→ **ABOUT THIS TASK**: In the records below, find each line that holds "like" and return it.

(Stored records)

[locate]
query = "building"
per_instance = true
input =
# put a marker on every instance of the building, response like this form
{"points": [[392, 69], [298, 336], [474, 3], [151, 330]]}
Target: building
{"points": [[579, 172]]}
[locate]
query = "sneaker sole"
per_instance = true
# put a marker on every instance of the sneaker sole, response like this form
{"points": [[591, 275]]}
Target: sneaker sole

→ **ANSWER SPACE**:
# put a marker on every instance of the building, response like this form
# put a marker on every instance of the sneaker sole, response like this form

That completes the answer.